* [Page extract]:
# # # # #
My husband laughs in the living room, and a breeze stirs the aspen across the street.  The storm draws closer.  More lightning rips the sky, and I wonder at the dancing silhouettes before me.  Sometimes I wonder if I am the light or the thing that blocks it. 

I hear a single cricket; quite the change from the usual chorus that sings us to sleep most nights.  And now even he, my solitary serenader, has fallen silent.  As I write, things change.  Time moves on.  Clouds roil and churn overhead with a calm that belies their inner machinations. 

How is it that I may see God's hand where ever I look?  Not long ago I mentioned to my sister that sometimes it was hard for me to pray before bed because I felt that I had prayed so often all day that I could not imagine God wanted to hear from me more.  Her answer was very much like her.  She said, "It seems to me that if you see God everywhere, and thank him all day for each blessing you recognize: that is the definition of "the pure in heart.'" 

I shy away from that definition, for obvious reasons.  Perhaps they are only obvious to me:  I dare not agree outright, because I fear the term "pure," let alone the idea of asserting that I am "pure in heart."  I have worked a good deal over the past year to be actively grateful for all I see, hear, feel, learn and experience.  I try, and sometimes I fail, though my failures are not stacking up too high these days, in this area. 

The sunlight is nearly spent entirely.  Now the lightning is even more impressive as it tears asunder the darkness that stretches over the valley.  The thunder more ominous because it comes from an unseen place, echoing back and forth between the mountains. 

I saw a neighbor girl outside today.  She saw the rain and came out in it, just as I had.  I have often joked that when the sun is out, my children are in.  And when the rain comes to play, so do my children.  It is true of myself.  That is likely where they get the notion.
# # # # #
* [Parts of the exercise]:
a – Answer these questions about the storm essay:
(i) What single creature does the writer hear?
(ii) Whom did the writer tell about finding it hard to pray before bed?
(iii) What did the neighbor girl do when she saw the rain?
b – Reproduce the stretch of the storm essay from "I shy away from" through "between the mountains.".
The listing is not needed.

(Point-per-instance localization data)
# # # # #
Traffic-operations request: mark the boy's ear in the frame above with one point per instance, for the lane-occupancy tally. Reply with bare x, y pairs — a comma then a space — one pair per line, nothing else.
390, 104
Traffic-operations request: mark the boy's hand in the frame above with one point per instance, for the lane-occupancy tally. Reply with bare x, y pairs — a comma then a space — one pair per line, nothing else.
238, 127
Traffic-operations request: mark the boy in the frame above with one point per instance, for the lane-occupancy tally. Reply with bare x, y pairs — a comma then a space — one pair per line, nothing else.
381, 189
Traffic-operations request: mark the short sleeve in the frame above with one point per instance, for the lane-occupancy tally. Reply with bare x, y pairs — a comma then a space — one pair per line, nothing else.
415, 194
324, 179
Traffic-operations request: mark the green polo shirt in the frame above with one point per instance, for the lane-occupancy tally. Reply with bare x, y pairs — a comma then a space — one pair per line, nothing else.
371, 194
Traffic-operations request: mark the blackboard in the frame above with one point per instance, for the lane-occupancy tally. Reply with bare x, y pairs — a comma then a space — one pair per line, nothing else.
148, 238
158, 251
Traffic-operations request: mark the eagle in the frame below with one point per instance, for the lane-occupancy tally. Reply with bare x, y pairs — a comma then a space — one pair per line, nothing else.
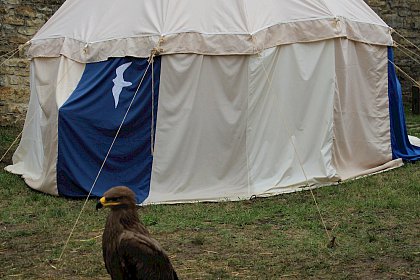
129, 251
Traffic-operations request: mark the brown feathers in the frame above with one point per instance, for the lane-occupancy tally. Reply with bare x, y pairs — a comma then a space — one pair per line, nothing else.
128, 249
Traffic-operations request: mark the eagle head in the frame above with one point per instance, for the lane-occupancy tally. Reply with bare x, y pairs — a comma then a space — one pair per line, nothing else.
117, 197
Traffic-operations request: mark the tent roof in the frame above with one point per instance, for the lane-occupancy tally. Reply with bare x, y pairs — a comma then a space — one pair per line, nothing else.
94, 30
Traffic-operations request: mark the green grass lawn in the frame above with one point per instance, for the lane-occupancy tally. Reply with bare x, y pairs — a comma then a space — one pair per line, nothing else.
376, 222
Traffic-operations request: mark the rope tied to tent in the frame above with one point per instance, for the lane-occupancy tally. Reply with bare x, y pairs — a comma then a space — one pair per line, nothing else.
332, 240
150, 62
12, 53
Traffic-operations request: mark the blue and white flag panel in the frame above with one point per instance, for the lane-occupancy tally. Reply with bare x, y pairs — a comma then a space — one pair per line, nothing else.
88, 123
227, 127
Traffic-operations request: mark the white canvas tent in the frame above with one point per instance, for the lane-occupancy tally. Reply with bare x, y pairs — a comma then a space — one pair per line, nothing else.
255, 97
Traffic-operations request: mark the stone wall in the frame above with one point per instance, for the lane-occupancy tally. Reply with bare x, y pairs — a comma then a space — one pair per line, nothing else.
20, 19
404, 18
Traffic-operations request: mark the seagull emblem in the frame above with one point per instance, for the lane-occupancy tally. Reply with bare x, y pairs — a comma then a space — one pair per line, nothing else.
119, 82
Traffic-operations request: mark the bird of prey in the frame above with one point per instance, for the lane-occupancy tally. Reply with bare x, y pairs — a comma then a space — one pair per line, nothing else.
119, 82
128, 249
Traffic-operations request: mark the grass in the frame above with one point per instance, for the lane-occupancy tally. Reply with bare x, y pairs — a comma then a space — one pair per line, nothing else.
376, 222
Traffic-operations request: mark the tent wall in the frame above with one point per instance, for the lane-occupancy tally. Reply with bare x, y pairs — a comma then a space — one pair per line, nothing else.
52, 82
229, 127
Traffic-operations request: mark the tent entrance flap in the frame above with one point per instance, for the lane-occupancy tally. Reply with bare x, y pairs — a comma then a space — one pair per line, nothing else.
89, 120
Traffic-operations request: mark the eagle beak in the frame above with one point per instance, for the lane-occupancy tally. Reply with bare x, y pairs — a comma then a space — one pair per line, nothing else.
100, 203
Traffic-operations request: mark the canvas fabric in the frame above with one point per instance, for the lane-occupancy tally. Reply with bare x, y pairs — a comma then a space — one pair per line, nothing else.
81, 30
229, 127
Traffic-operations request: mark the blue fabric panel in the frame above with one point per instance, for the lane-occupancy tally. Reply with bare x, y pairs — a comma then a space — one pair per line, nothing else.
88, 123
401, 146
# # # # #
* [Replies]:
a –
(i) A single cricket.
(ii) The writer's sister.
(iii) She came out in it.

b –
I shy away from that definition, for obvious reasons.  Perhaps they are only obvious to me:  I dare not agree outright, because I fear the term "pure," let alone the idea of asserting that I am "pure in heart."  I have worked a good deal over the past year to be actively grateful for all I see, hear, feel, learn and experience.  I try, and sometimes I fail, though my failures are not stacking up too high these days, in this area. 

The sunlight is nearly spent entirely.  Now the lightning is even more impressive as it tears asunder the darkness that stretches over the valley.  The thunder more ominous because it comes from an unseen place, echoing back and forth between the mountains.